▶ [Exercise passage]
::::
This is the second mechanism that gets missed. Operations leaders look at a high-labor station and conclude they have a labor problem. CFOs look at the same station and budget overtime. Neither sees that the station is the visible cost of an invisible throughput loss upstream. The 10 percent pallet waste in the same facility is in the same category: on the spreadsheet it is a yield number, but it is functionally a downtime number, because the pallets that get rejected are the pallets the line had to slow down or stop to remake. None of this shows up in pounds per hour, because pounds per hour averages over the rework.
Three moves before the capital ask
If you are inside a quarter where someone is asking for a second line, a major retrofit, or an automation spend, three diagnostic moves come before the capital case. Run them in order; do not skip the first one because the executives have already decided.
First, instrument the existing asset for one full production cycle. Wireless sensors on the line, real OEE math, segregating planned downtime from unplanned, changeover loss from quality loss, micro-stops from blocked-and-starved. One full cycle is enough to see whether the rated-versus-realized gap is 5 percent or 25 percent. The Chicago bakery in the lead story is about to do exactly this, before the second oven line gets specified, and the answer to whether the West Coast prospect needs new asset or recovered asset will land in the first 30 days of data. We have repeatedly seen double-digit percentages of nameplate capacity sitting inside an existing line on comparable builds; that recovered capacity funds a lot of West Coast.
Second, when a supplier hands you a structural recommendation in response to a defect, ask them what system interaction they have ruled out. A one-percent jam rate is a behavior, not a design. Make them prove the defect is in the box geometry before you let them ship you a different box. Eight times out of ten the trial under load tells you the line is operating outside the carton's tested window, and the cheaper fix is operational, not structural. The other two times you have the data to negotiate the spec change with the actual root cause in hand, instead of with the supplier's first guess.
::::
▶ [Provided data]
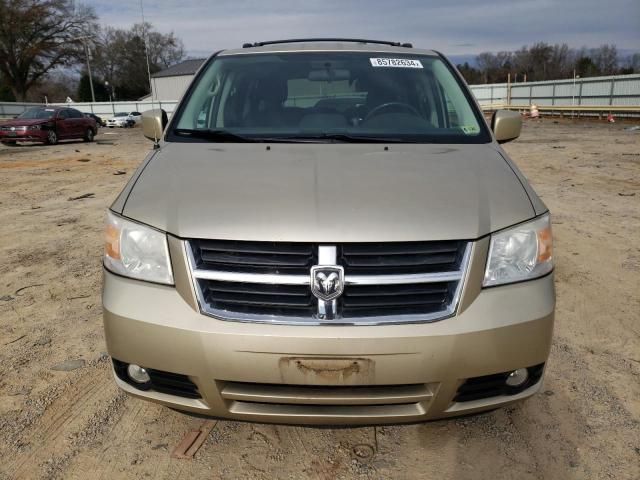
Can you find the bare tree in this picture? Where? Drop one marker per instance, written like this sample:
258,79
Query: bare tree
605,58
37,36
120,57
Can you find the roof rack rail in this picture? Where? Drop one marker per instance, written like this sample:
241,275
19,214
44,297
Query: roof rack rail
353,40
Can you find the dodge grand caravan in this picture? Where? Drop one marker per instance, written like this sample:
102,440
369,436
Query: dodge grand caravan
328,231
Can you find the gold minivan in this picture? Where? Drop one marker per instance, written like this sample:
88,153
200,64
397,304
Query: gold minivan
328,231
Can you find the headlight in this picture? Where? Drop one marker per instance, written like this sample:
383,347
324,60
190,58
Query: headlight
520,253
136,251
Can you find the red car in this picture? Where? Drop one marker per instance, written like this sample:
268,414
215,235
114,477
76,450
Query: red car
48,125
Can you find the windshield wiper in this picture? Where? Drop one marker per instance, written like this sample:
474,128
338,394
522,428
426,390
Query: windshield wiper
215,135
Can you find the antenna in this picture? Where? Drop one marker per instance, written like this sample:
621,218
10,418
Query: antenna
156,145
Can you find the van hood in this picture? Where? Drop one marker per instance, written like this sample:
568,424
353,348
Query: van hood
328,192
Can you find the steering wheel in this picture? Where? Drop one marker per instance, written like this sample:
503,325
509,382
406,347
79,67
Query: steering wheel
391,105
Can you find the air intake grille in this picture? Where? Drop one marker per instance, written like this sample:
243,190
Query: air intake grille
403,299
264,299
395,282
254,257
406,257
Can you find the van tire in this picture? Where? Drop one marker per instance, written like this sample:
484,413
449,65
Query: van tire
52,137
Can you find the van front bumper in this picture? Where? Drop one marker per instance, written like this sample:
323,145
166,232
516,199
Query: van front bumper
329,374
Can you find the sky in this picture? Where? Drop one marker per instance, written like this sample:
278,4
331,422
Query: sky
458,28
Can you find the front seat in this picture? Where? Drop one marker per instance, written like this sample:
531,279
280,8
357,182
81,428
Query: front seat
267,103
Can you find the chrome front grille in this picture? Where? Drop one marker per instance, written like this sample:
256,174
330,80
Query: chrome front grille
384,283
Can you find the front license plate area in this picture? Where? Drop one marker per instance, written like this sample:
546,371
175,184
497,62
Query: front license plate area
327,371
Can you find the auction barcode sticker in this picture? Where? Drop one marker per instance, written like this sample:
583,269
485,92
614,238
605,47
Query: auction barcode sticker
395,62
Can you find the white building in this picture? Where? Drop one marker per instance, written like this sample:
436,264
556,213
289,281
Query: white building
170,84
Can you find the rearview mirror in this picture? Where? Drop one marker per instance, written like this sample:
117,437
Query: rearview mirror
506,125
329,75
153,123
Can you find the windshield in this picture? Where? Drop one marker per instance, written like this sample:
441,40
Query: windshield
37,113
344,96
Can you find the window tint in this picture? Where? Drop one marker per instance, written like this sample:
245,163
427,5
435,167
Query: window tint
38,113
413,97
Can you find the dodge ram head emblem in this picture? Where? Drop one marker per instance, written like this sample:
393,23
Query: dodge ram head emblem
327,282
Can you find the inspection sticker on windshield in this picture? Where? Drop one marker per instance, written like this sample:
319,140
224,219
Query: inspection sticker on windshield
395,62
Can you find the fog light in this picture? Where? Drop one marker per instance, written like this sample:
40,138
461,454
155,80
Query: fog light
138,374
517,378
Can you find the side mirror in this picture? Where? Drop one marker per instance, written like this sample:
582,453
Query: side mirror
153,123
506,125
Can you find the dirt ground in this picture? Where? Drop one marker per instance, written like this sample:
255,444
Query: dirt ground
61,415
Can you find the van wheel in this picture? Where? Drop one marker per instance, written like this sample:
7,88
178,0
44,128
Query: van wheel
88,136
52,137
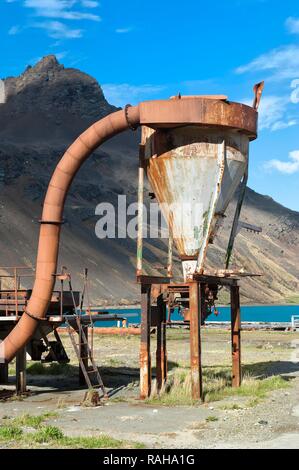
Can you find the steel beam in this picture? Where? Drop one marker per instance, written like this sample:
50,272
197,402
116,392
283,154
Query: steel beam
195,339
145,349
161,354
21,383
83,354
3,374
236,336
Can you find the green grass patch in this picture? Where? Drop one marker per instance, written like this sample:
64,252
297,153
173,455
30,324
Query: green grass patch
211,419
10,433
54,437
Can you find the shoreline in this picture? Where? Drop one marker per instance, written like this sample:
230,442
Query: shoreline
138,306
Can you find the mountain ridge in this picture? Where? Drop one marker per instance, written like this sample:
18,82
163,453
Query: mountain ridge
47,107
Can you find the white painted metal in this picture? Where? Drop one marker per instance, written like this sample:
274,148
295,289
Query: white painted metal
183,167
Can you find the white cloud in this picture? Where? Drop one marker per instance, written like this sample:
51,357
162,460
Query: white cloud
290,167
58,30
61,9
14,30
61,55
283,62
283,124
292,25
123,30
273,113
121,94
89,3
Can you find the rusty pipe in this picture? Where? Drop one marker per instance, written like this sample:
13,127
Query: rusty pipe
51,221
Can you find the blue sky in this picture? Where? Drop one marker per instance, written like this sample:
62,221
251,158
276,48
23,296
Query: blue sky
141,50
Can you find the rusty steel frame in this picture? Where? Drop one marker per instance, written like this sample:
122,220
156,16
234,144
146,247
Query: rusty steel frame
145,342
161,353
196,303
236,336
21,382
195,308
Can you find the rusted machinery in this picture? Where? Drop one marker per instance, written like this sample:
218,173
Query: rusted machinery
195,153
::::
▶ [Work request] Copy word for word the stretch of the passage about production-line capacity from "This is the" through "over the rework.".

▶ [Result for this exercise]
This is the second mechanism that gets missed. Operations leaders look at a high-labor station and conclude they have a labor problem. CFOs look at the same station and budget overtime. Neither sees that the station is the visible cost of an invisible throughput loss upstream. The 10 percent pallet waste in the same facility is in the same category: on the spreadsheet it is a yield number, but it is functionally a downtime number, because the pallets that get rejected are the pallets the line had to slow down or stop to remake. None of this shows up in pounds per hour, because pounds per hour averages over the rework.